* Begin Exercise material *

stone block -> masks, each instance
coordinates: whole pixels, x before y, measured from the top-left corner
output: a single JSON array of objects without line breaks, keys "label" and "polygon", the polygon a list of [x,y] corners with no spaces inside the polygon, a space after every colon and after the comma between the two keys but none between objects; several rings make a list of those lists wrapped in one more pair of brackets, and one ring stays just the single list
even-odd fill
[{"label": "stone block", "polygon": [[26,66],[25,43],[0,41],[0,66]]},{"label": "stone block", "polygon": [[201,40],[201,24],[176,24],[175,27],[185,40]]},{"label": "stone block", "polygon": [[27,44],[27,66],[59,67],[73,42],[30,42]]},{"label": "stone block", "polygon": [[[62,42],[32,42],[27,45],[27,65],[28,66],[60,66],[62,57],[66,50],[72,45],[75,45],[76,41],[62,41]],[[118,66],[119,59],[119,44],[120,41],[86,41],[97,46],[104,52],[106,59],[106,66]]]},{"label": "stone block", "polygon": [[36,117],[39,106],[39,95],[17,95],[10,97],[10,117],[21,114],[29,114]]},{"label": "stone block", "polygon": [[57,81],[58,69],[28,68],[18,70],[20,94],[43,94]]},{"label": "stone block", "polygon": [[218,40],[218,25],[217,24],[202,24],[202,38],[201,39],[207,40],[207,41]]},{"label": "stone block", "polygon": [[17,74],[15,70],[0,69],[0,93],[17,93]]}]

* End Exercise material *

**Problem requirements**
Set down every line of the listing again, character for character, with nothing changed.

**Expected answer**
stone block -> masks, each instance
coordinates: whole pixels, x before y, measured from the top-left corner
output: a single JSON array of objects without line breaks, keys "label" and "polygon", the polygon a list of [x,y] corners with no spaces inside the polygon, a space after every colon and after the comma between the two keys but none between objects; several rings make a list of those lists wrapped in one more pair of brackets, and one ring stays just the single list
even-odd fill
[{"label": "stone block", "polygon": [[26,66],[25,43],[0,41],[0,66]]},{"label": "stone block", "polygon": [[201,40],[201,24],[176,24],[175,27],[185,40]]},{"label": "stone block", "polygon": [[27,44],[27,66],[59,67],[73,42],[30,42]]},{"label": "stone block", "polygon": [[[62,42],[32,42],[27,45],[27,65],[28,66],[60,66],[62,57],[66,50],[72,45],[75,45],[76,41],[62,41]],[[118,66],[119,59],[119,44],[120,41],[86,41],[97,46],[104,52],[106,59],[106,66]]]},{"label": "stone block", "polygon": [[36,117],[39,106],[39,95],[17,95],[10,97],[10,117],[21,114],[29,114]]},{"label": "stone block", "polygon": [[57,81],[58,69],[28,68],[18,70],[20,94],[43,94]]},{"label": "stone block", "polygon": [[218,40],[218,25],[217,24],[202,24],[202,38],[201,39],[207,40],[207,41]]},{"label": "stone block", "polygon": [[17,74],[15,70],[0,69],[0,93],[17,93]]}]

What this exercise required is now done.